Instructions to follow:
Return the entries below verbatim. Pictures stay out.

Records:

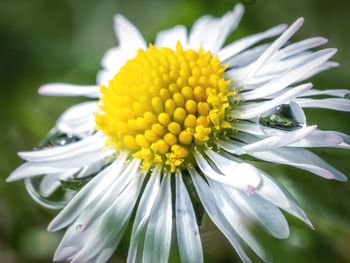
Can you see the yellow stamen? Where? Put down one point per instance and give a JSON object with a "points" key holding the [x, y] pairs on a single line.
{"points": [[163, 102]]}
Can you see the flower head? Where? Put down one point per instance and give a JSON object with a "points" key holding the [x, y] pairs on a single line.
{"points": [[188, 108]]}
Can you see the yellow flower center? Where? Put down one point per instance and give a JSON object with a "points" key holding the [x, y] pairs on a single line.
{"points": [[164, 102]]}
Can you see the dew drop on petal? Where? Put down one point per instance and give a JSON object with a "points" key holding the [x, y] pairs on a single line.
{"points": [[283, 118], [56, 200], [59, 195], [56, 138]]}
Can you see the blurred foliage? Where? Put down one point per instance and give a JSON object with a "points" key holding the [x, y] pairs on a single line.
{"points": [[62, 41]]}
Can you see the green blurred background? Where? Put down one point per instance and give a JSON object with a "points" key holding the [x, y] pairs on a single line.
{"points": [[46, 41]]}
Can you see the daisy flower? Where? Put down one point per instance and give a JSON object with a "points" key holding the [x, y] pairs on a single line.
{"points": [[178, 122]]}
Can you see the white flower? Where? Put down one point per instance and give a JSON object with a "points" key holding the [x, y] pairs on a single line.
{"points": [[191, 109]]}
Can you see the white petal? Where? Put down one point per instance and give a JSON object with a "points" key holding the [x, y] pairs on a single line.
{"points": [[235, 217], [32, 169], [238, 175], [264, 212], [245, 58], [143, 211], [298, 47], [111, 227], [331, 92], [130, 40], [112, 61], [78, 120], [244, 43], [158, 234], [290, 76], [168, 38], [209, 203], [276, 194], [188, 239], [331, 103], [273, 192], [302, 159], [104, 76], [92, 190], [249, 111], [114, 191], [64, 89], [51, 182], [248, 127], [276, 141], [211, 33], [87, 146], [322, 139], [277, 44]]}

Written solution:
Can you see the yellow stamen? Where? Put down one point per instance and give a JSON object with a "points" key holding the [x, y] pairs on a single line.
{"points": [[163, 102]]}
Can you see the flower head? Where? Put down one point per instance and give a JSON object with a "points" key holding the [x, y] pairs on a single line.
{"points": [[188, 108]]}
Can you see the yellow flower center? Where? Put down one point per instance and give a JSON object with a "points" key holding the [x, y] pairs on a single line.
{"points": [[164, 102]]}
Can you see the dew drop on petal? Where? Put down one point per instance and give a JSON object with a "points" key holding the [x, y] pairs on a single line.
{"points": [[283, 118], [56, 200], [59, 195], [56, 138]]}
Can you see the blurred foliage? Where? Put down one point per instance and give a JSON object with a "points" key holding the [x, y] pairs on a single line.
{"points": [[62, 41]]}
Can you see the green blurred background? Where? Put down one point per instance and give a JSON object with a "points" key holding the [x, y] pairs on a single line.
{"points": [[46, 41]]}
Can you see the daisy flower? Where? Put down one point per instance and give a JSON object with a "points" key holding the [x, y] pairs on a single line.
{"points": [[178, 122]]}
Can you see the white flower? Where? Put down one point per instance and give a JSON object with a "points" key holding the [x, y] pairs on a single line.
{"points": [[191, 109]]}
Can you see the white petal? Where? Put down one point per instance and give a JSON object with a "points" key holding the [x, y] pairs on a single line.
{"points": [[235, 217], [32, 169], [238, 175], [264, 212], [245, 58], [143, 211], [298, 47], [111, 227], [331, 92], [130, 40], [112, 61], [78, 120], [244, 43], [158, 234], [290, 76], [168, 38], [209, 203], [276, 194], [188, 239], [331, 103], [273, 192], [302, 159], [104, 76], [92, 190], [249, 111], [114, 191], [64, 89], [51, 182], [248, 127], [276, 141], [211, 33], [87, 146], [322, 139], [277, 44]]}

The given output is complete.